Can you rewrite everything from the line containing "Each instance of the suspension" down to the line containing "Target: hazy sky", replacing "marker" with "point" and leaving all else unchanged?

(Dataset rows showing where objects appear)
——
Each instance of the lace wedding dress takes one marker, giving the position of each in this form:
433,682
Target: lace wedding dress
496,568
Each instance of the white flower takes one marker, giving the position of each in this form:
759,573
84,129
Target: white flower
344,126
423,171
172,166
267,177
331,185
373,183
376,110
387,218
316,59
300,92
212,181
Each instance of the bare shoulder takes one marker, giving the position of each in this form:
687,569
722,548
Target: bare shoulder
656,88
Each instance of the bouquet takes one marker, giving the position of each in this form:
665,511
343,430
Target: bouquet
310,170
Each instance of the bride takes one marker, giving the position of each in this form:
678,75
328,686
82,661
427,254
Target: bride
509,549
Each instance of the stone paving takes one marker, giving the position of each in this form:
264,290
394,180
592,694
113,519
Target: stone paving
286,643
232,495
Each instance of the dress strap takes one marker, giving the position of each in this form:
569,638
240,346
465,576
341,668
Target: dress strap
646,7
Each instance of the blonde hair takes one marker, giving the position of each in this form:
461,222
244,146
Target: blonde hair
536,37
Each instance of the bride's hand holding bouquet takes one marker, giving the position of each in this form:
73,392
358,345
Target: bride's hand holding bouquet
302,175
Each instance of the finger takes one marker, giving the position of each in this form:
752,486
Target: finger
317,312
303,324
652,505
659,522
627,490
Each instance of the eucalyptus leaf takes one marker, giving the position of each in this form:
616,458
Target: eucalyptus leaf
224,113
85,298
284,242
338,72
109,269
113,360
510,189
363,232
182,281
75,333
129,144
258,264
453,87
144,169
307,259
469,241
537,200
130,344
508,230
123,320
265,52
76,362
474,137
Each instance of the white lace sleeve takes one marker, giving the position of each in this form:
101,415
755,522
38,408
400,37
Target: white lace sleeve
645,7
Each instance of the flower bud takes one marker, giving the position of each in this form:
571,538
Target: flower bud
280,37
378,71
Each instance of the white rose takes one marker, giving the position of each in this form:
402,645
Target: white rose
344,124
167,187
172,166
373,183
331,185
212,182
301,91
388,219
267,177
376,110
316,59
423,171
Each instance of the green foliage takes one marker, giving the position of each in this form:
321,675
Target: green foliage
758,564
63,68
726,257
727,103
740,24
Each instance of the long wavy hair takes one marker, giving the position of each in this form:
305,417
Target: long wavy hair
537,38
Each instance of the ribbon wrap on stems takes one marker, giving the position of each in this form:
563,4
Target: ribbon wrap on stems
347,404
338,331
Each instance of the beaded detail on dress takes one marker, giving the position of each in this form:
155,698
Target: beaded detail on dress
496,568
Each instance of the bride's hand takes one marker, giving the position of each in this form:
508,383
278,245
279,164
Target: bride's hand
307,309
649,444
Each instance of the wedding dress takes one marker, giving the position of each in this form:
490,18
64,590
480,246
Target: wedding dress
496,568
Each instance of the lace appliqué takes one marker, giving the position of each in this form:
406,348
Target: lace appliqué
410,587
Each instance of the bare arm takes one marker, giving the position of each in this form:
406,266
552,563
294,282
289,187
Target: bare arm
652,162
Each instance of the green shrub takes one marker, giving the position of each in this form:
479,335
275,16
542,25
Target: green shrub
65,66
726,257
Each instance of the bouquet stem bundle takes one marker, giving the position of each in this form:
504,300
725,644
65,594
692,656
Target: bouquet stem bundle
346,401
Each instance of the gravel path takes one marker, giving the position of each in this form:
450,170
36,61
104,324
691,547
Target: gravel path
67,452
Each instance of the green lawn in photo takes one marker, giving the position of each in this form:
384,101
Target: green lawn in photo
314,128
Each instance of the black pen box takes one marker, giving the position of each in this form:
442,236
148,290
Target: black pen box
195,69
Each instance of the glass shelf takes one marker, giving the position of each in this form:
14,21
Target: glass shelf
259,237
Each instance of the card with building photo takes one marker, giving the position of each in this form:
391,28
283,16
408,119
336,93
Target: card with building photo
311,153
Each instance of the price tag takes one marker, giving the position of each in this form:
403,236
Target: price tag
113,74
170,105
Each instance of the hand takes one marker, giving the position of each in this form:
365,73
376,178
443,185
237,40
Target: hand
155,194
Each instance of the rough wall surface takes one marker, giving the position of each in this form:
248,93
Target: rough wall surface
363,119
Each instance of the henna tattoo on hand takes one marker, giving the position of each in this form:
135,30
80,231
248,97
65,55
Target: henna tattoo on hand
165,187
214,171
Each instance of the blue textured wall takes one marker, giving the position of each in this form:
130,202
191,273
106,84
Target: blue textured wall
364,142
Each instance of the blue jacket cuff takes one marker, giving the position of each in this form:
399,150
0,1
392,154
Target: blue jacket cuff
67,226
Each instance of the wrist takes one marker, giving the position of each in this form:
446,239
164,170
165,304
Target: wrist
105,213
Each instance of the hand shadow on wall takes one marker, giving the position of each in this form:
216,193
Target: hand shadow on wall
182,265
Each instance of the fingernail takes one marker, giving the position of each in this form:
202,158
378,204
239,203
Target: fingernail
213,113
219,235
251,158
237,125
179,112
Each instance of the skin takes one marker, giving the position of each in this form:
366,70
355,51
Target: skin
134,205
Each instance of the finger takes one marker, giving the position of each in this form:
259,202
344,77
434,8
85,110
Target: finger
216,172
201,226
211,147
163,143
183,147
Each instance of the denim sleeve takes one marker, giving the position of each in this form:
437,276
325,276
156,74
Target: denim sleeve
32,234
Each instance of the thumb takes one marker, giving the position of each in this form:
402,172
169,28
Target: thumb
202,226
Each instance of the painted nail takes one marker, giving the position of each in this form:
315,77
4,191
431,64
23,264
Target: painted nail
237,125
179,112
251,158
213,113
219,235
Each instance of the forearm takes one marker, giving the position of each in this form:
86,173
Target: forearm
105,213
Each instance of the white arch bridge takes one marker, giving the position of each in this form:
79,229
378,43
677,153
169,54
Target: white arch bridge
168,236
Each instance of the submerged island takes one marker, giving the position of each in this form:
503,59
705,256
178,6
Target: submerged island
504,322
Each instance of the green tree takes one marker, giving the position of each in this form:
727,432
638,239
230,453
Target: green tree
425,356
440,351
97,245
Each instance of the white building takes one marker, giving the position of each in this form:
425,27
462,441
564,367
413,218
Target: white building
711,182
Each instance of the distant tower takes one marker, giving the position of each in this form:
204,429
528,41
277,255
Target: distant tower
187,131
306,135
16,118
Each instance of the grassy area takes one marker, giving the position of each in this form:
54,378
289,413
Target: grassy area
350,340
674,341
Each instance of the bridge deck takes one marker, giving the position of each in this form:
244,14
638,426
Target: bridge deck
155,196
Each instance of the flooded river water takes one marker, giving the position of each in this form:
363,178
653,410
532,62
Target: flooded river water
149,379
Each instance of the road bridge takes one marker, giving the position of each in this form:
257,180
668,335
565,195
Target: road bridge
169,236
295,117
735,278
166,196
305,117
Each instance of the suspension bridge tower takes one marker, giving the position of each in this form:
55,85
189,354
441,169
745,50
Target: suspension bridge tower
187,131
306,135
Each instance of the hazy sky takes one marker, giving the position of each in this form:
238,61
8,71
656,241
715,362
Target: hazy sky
——
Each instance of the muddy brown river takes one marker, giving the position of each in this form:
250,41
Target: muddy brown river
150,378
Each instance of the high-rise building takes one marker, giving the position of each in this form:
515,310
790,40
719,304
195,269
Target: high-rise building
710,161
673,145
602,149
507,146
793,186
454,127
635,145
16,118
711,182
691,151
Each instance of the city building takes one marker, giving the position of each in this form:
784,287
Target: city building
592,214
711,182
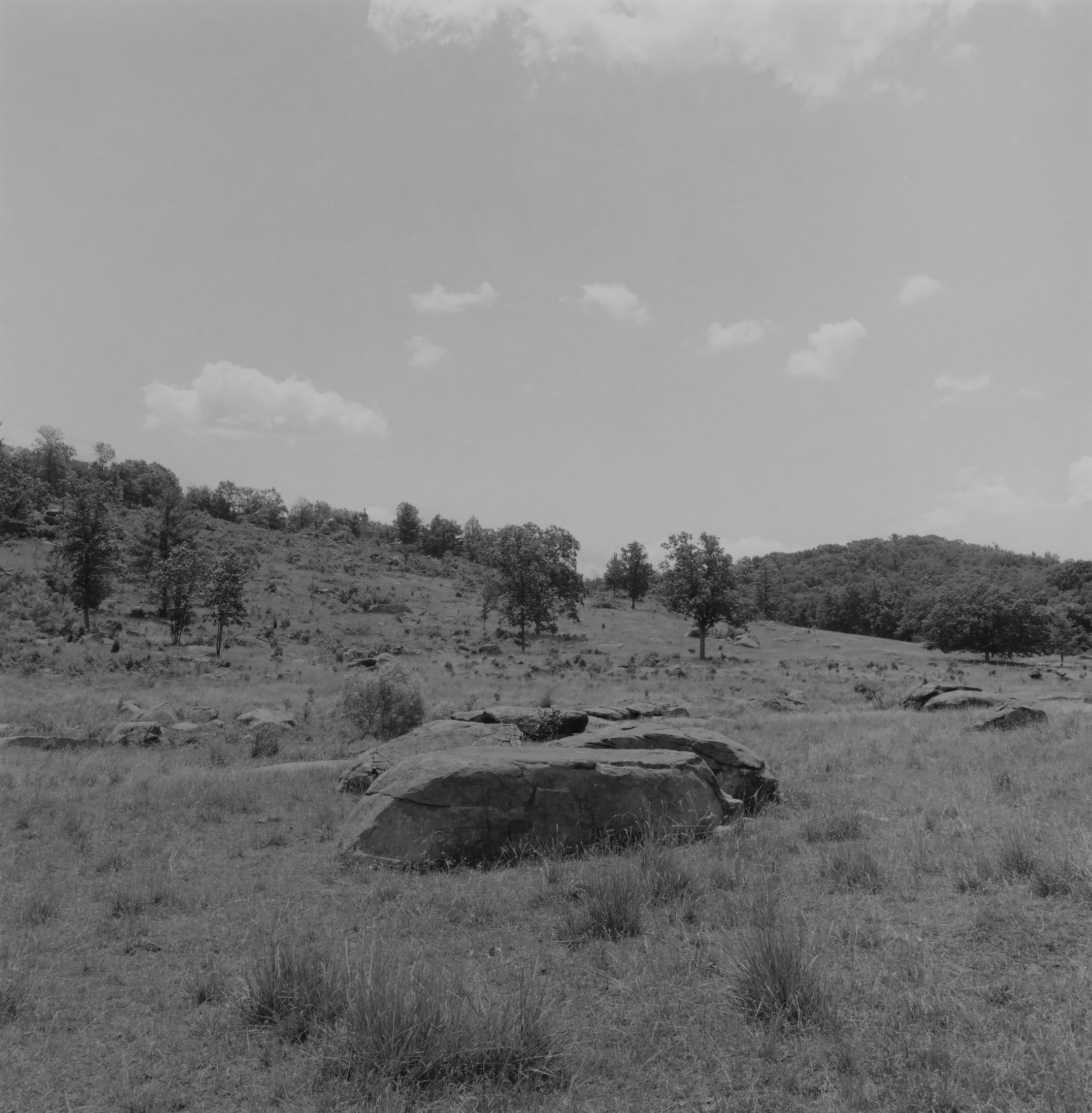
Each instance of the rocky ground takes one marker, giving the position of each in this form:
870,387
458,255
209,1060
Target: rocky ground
——
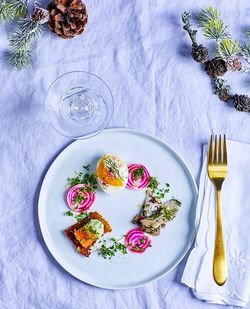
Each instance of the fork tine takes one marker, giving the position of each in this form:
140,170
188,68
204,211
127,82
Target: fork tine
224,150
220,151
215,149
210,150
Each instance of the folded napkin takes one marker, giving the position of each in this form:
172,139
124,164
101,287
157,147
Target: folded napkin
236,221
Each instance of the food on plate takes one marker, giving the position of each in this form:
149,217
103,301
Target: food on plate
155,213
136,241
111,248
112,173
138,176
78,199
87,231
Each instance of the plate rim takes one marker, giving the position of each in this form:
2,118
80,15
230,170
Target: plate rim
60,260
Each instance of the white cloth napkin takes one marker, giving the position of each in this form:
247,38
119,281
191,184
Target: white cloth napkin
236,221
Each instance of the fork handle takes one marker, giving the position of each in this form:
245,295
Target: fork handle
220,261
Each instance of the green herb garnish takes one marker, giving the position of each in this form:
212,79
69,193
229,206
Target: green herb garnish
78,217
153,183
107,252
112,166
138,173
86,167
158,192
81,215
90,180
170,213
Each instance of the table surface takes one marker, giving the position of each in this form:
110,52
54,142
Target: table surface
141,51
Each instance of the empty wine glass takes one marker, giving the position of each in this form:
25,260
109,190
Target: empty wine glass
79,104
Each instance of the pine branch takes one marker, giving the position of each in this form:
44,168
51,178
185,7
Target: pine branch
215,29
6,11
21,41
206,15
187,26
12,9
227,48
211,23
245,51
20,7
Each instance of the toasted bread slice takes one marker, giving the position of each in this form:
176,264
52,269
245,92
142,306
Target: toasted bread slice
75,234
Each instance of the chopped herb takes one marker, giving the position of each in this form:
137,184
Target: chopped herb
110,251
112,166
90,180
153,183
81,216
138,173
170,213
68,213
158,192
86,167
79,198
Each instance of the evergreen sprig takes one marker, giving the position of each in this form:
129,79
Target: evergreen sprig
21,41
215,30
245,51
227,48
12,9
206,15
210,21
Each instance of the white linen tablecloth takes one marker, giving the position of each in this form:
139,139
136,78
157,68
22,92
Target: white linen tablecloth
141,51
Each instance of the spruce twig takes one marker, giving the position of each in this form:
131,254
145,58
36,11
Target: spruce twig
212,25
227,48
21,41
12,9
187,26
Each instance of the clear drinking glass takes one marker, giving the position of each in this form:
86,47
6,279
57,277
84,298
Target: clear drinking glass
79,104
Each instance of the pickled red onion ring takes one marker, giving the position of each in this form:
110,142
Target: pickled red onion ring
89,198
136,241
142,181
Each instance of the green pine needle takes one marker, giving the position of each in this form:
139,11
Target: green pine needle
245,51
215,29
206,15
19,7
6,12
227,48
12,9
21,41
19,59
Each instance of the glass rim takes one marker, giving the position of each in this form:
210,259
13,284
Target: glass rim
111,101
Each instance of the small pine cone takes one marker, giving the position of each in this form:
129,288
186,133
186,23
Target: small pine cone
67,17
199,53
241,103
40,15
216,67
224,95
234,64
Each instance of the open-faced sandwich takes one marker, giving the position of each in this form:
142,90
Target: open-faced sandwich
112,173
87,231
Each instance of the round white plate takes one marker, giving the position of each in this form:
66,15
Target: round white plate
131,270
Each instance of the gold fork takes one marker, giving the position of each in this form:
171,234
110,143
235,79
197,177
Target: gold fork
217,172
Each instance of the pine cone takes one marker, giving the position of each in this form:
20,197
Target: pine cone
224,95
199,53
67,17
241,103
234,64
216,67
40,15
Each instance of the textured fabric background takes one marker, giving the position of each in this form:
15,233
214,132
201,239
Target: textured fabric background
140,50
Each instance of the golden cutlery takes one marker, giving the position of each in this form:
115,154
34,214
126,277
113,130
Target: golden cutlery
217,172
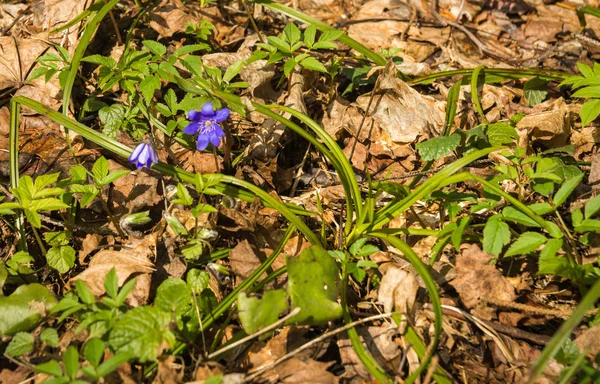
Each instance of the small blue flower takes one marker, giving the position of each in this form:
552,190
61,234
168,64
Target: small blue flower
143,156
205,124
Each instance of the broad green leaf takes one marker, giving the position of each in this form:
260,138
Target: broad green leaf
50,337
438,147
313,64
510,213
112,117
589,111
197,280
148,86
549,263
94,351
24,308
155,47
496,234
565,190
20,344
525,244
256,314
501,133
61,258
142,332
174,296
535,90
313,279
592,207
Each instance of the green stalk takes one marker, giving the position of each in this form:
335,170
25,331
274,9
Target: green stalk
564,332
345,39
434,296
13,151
——
RESULT >>
Each instance of the suspension bridge tower takes one point, giving the position of each in this form:
55,85
189,354
441,169
745,50
Target: suspension bridge tower
187,131
306,135
Each instance of the hazy sky takes one point, giving the position of each in this form:
238,61
8,71
656,241
715,362
Target: hazy sky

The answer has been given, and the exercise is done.